**Requirements**
All of the material below is to be returned exactly.

Dataset entries
━━━━━━━━━━
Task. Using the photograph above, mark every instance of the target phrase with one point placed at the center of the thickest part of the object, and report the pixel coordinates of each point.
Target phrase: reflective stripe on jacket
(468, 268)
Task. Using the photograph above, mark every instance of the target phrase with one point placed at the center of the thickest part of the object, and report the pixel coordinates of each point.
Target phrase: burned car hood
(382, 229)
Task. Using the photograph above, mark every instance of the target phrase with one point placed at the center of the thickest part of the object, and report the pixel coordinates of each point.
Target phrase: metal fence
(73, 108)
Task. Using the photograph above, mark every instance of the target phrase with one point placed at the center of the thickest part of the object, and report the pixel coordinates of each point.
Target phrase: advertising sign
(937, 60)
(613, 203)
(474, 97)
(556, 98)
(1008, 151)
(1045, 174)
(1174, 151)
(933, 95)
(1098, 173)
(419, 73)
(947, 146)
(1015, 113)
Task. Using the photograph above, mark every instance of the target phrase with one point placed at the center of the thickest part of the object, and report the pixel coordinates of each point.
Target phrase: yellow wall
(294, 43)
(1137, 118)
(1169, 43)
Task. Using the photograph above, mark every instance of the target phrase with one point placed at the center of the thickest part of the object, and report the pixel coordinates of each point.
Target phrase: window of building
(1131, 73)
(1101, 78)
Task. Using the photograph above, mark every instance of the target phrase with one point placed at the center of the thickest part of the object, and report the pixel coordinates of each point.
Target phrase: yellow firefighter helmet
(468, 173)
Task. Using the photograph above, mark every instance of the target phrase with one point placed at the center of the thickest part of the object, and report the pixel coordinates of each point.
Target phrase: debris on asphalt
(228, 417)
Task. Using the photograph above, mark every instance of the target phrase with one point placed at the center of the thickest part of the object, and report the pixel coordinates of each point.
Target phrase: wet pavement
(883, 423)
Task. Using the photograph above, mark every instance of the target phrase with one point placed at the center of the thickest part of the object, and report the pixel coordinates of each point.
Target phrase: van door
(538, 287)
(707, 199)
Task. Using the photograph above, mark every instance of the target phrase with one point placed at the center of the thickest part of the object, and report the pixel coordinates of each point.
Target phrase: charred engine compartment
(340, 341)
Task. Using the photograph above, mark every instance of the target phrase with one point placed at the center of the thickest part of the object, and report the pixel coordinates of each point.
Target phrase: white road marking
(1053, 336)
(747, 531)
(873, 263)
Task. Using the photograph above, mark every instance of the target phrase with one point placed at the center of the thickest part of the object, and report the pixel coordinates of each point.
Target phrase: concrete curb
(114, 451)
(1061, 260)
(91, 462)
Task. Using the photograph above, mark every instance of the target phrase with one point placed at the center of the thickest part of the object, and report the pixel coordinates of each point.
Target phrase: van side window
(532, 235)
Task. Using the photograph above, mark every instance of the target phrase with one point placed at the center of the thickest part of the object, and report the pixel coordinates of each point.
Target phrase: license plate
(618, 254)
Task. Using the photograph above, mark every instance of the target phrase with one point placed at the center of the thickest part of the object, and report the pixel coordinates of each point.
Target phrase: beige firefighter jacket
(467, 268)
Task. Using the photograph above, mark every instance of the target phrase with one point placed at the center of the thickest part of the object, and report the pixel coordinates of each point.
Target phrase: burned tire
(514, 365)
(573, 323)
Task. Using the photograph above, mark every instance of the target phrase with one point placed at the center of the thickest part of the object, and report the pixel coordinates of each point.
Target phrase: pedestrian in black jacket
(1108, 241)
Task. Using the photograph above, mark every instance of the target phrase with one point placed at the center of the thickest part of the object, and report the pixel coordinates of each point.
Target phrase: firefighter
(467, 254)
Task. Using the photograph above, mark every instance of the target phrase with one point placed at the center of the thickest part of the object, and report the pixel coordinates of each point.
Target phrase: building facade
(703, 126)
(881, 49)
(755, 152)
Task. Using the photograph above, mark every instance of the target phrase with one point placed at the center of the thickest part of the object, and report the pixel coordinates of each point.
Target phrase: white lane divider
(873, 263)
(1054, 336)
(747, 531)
━━━━━━━━━━
**Completed task**
Task. Using the photograph above, mark every instance of the target phrase with one point placed at the center of the thickest part of the object, and report the pixel coordinates of each point.
Target phrase: reflective stripe on jacket
(468, 268)
Task. Using the photograph above, mark every instance of the target phrase with one point placed at the center of the thickest part of the object, and report the pixel coordinates of each point.
Target phrase: burned car hood
(382, 229)
Task. Using the photograph above, mark every instance of the target phrase with one point placed at the center of the thickest part of the object, and report the pixel coordinates of each point.
Target phrase: metal fence
(73, 108)
Task. Using the photograph above, mark every instance of the target phrase with one point placed at the center of the thickest part of the object, and report the pixel coordinates of each point.
Target phrase: advertising sign
(937, 60)
(613, 203)
(474, 97)
(556, 98)
(1008, 151)
(1045, 174)
(1174, 151)
(933, 95)
(1098, 173)
(419, 73)
(947, 146)
(1015, 113)
Task. Using the photograph above, mark every instance of the target phrase with one point placed at the center of the thickest part of the object, and report the pixel coordinates of each point.
Target phrase: yellow wall
(294, 43)
(1137, 118)
(1169, 43)
Task. Using the photograph above, mark every instance of the target phrase with one point placed at the center of the thickest part of the object, and report the pixel coordinates of each point.
Target phrase: window of building
(1131, 73)
(1101, 78)
Task. Using the photograph above, mark every instance of the target phrase with one point placed at the center of the thickest part of the object, and report the pixel coordinates of each point.
Target phrase: yellow firefighter helmet
(468, 173)
Task. Using the photograph above, mark every instance of the target phrase with one point placed at the center of the thickest part of the object, and report the pixel coordinates of each point.
Target phrase: debris on asphalt
(228, 417)
Task. Using the photograph above, mark every instance of the target phrase with one point placed at the center of the thickest part of the object, and report the pixel coordinates of each point.
Target phrase: wet pavement
(883, 423)
Task. Using the photograph above, mark every instance of the target phrase with one point placed at the center of the thickest part of the object, and report the pixel coordinates of each point.
Target phrase: van door
(538, 287)
(707, 199)
Task. Using the photograph above, mark every instance of the target phrase with one point placed at the center of the thickest part of the object, and report the pixel coordinates of each point.
Target phrase: charred engine compartment
(340, 341)
Task. Using the photograph above, mark every instance of the target phrase with one point placed at the center of the thickest part of the object, and report the pixel coordinates of each point.
Target phrase: white road marking
(1053, 336)
(747, 531)
(873, 263)
Task. Using the photograph above, mark every instance of the target phrase with one point placed at the center of the thickest part of the object, and report the pixel coordinates of each point.
Target phrase: concrete curb
(114, 451)
(1061, 260)
(91, 462)
Task. Using the photograph above, mark every instance of the target phrase with one point placed at the center of the thickest part of the object, and report the pixel coordinates of each point.
Target phrase: van side window
(532, 235)
Task. Using the photograph above, mark every instance of the target phrase with one point placed at the center of the thickest part of the object, and report the pixel coordinates of each point.
Target phrase: license plate
(618, 254)
Task. Using the photograph above, mark every instance of the target phrase with one point placed at the center of the thickest part of the object, and report the pixel coordinates of each point.
Target phrase: beige firefighter jacket
(467, 268)
Task. Using the photograph above, mark every instance of the target phrase with one point placed at the center of the thickest part of the object, and report the pixel coordinates of each point.
Target phrase: burned tire
(514, 365)
(573, 323)
Task. Using the photograph above, mark every instance of the target phrase with one point placed at the center of the thickest part of the object, and report the pixel coordinates of each point.
Target phrase: pedestrian in black jacket
(1108, 241)
Task. Using the photograph above, mark every instance of the target phrase with one point placed at the center of the thickest part of the object, and report the pixel coordinates of each point.
Target phrase: firefighter
(467, 254)
Task. Using the photograph above, mark every instance of the target phrase with one point placed at the center of the thickest part of the object, and report the pixel coordinates of each point.
Target phrase: building facade
(703, 126)
(881, 49)
(755, 152)
Task. Using the photograph above, mark every instance of the target phrase with one point placed at the center of the thickest part of the object, and report the pixel coordinates of each point.
Target phrase: white lane divider
(873, 263)
(1054, 336)
(747, 531)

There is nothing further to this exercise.